# EXERCISE TASK:
Rewrite everything from the start of the material down to the line containing "326L71 301L53 299L41", replacing "man's hand" with "person's hand" and leaving all else as it is.

* * * * *

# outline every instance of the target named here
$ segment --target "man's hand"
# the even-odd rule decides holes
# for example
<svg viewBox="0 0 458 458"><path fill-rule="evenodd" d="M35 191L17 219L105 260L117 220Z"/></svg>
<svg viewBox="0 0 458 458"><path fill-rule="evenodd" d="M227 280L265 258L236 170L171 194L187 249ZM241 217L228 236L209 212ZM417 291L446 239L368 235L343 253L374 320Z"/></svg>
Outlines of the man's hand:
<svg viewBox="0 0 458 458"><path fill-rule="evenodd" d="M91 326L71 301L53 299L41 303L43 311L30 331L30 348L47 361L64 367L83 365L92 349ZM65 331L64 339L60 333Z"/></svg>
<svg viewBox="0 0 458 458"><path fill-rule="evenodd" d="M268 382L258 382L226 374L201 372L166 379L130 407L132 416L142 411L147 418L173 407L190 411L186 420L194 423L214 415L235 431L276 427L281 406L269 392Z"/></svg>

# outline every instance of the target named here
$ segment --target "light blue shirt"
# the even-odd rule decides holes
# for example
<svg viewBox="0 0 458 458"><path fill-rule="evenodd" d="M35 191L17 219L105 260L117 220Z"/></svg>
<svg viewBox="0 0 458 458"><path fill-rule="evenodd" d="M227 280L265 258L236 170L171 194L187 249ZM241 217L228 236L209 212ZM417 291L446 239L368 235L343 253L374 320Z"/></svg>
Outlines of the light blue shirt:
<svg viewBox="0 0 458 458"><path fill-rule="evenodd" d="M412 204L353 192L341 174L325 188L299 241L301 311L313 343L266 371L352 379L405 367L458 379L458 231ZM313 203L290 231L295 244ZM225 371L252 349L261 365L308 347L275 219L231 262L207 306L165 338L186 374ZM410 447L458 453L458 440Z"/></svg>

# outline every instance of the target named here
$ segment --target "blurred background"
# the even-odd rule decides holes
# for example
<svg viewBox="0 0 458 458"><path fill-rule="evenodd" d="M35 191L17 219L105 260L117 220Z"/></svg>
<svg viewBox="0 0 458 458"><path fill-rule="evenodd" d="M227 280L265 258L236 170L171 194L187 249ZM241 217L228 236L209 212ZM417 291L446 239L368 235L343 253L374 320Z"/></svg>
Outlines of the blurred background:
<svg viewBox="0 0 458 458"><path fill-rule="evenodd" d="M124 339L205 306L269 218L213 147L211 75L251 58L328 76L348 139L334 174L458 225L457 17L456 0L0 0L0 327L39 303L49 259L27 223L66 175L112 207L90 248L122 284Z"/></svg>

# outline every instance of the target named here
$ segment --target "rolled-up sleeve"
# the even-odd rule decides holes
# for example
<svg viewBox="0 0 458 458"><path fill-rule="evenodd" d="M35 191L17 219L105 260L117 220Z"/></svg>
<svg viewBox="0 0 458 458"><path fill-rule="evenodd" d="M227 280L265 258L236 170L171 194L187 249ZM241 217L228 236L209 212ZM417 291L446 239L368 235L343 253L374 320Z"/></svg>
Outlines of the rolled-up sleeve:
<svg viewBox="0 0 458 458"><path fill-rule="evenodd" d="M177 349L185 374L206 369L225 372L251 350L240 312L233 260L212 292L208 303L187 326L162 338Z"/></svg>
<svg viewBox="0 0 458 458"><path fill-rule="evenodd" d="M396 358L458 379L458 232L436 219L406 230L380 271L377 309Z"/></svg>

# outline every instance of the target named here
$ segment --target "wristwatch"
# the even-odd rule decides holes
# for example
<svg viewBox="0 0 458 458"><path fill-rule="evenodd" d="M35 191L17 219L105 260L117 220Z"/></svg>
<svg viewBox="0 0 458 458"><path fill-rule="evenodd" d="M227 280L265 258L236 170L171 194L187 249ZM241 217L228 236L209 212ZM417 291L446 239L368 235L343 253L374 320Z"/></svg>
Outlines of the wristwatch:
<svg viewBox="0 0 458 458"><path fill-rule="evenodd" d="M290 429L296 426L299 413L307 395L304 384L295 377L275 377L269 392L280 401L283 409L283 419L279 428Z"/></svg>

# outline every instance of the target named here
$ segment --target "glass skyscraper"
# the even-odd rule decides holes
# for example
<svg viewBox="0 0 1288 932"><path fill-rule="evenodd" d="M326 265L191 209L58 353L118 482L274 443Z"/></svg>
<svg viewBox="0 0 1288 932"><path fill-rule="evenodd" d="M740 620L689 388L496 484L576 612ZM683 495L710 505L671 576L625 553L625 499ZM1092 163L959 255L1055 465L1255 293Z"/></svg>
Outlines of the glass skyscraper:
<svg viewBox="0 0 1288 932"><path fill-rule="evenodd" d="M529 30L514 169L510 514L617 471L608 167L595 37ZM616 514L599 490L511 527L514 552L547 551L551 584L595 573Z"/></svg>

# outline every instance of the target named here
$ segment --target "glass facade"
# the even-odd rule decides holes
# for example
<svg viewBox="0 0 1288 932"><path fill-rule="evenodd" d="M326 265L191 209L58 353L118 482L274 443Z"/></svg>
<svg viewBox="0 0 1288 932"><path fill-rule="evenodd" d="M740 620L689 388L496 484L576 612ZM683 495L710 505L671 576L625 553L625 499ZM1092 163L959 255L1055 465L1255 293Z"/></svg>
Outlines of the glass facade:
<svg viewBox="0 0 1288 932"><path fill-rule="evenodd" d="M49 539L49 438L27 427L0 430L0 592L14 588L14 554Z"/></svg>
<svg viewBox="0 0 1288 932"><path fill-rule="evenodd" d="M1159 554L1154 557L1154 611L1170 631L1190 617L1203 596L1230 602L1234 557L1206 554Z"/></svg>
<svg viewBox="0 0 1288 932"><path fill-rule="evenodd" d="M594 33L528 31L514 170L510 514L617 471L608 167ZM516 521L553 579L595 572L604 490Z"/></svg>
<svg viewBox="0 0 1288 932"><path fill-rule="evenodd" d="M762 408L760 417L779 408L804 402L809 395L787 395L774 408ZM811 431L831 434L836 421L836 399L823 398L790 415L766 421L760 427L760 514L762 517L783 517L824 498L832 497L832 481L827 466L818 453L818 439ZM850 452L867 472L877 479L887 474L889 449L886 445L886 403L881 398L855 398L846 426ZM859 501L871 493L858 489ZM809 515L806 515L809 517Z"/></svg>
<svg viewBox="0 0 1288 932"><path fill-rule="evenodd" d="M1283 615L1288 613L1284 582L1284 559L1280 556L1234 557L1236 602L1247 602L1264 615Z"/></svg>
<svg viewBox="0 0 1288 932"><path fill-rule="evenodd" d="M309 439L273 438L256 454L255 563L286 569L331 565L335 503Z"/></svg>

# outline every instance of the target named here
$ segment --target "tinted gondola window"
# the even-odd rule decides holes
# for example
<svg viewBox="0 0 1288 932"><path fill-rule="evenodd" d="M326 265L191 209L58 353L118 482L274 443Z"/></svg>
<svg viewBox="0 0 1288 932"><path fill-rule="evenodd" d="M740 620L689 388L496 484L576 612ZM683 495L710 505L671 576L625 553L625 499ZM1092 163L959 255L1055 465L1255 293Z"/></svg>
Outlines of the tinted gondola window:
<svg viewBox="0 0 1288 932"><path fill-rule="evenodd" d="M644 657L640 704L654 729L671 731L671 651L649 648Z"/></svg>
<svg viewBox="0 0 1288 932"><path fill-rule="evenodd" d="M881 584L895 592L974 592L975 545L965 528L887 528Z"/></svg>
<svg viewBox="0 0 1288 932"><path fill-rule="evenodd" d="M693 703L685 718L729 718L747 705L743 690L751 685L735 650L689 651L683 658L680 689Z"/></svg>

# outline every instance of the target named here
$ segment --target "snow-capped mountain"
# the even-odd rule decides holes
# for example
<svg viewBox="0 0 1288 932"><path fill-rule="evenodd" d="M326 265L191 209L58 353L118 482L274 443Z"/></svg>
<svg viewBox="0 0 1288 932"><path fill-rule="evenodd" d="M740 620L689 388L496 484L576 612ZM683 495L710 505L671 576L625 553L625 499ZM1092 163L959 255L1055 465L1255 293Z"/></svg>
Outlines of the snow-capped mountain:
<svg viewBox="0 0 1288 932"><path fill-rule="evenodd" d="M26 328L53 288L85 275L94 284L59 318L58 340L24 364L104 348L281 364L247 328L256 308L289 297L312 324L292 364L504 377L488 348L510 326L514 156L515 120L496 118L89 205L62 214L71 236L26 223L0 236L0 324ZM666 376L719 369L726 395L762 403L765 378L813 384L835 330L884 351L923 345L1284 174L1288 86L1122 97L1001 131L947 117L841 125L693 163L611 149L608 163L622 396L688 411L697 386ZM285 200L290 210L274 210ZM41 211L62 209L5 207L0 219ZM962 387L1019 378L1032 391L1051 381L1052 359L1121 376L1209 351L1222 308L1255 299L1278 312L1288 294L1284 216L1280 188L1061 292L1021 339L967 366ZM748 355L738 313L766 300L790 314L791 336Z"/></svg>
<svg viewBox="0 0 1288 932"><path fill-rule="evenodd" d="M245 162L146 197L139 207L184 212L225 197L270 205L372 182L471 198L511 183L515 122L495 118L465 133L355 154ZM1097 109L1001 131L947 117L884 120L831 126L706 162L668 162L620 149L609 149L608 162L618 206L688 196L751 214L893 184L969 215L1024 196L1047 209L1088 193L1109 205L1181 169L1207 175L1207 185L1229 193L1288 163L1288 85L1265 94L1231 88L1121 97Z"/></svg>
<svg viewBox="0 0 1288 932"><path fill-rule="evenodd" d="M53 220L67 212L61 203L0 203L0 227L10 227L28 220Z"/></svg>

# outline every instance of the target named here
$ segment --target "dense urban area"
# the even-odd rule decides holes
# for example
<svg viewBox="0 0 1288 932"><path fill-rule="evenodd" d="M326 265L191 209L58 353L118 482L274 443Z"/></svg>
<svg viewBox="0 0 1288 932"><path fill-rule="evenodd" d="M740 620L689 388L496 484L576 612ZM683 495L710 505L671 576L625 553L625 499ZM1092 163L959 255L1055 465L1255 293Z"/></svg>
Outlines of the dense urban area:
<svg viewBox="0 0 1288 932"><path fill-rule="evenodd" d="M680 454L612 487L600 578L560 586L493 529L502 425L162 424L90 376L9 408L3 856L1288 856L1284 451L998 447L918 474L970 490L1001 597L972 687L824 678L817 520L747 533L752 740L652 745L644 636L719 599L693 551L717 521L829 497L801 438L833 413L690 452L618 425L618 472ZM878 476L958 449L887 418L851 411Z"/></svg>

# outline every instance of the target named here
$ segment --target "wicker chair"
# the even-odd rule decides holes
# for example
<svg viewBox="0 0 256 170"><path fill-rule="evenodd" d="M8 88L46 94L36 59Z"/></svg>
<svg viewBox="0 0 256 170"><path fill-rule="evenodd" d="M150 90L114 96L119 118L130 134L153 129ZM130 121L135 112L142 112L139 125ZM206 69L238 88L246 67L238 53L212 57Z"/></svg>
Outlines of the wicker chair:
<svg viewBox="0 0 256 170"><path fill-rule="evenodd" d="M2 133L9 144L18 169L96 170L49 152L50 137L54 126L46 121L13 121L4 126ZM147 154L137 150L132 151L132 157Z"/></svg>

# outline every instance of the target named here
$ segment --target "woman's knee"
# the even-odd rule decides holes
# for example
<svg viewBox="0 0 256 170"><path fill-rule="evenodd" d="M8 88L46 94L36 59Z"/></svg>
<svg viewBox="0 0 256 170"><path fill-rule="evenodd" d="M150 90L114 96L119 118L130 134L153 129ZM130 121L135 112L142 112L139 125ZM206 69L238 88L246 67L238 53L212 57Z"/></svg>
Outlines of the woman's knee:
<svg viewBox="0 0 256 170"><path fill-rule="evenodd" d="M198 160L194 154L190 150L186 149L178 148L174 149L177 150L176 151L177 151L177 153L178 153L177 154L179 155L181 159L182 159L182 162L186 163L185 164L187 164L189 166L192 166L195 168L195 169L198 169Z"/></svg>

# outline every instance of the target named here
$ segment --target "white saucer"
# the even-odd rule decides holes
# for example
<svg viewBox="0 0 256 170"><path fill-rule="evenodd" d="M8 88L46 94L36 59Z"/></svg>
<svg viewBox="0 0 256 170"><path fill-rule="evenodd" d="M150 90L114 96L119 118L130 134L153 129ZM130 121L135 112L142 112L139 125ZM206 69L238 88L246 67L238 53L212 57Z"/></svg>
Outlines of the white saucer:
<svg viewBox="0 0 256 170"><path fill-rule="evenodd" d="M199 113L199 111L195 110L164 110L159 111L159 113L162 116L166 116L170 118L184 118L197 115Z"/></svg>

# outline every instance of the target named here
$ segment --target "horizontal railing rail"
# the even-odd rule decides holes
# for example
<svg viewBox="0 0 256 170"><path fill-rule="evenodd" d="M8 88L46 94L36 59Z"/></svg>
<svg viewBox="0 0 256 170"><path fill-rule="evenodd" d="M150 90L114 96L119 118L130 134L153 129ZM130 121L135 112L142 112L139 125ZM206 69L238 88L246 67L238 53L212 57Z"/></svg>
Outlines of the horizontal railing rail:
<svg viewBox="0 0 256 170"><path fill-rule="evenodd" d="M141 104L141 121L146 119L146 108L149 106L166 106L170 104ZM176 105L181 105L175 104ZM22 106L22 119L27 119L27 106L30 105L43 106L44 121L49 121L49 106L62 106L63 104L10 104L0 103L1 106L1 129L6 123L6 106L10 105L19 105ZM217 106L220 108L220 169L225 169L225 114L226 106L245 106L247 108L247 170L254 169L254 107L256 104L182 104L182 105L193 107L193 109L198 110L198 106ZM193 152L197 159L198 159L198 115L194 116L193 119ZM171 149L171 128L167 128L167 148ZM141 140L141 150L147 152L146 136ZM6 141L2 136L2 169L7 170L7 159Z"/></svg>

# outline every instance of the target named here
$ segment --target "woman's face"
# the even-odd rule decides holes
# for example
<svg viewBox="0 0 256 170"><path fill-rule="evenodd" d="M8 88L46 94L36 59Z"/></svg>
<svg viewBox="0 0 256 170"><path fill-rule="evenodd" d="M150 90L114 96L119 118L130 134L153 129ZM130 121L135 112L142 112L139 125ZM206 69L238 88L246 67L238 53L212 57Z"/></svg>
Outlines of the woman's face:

* * * * *

# SOLVED PROBLEM:
# outline every instance of the target named here
$ segment --target "person's hand"
# the even-odd rule decides holes
# for example
<svg viewBox="0 0 458 458"><path fill-rule="evenodd" d="M35 191L17 219L105 260L117 220Z"/></svg>
<svg viewBox="0 0 458 458"><path fill-rule="evenodd" d="M227 280L265 258L236 170L171 194L187 249ZM241 217L228 236L209 212ZM417 291L446 239L368 235L343 253L374 320Z"/></svg>
Outlines of the person's hand:
<svg viewBox="0 0 458 458"><path fill-rule="evenodd" d="M91 326L71 301L53 299L41 303L43 311L30 331L30 348L47 361L64 367L83 365L92 349ZM65 331L64 339L60 333Z"/></svg>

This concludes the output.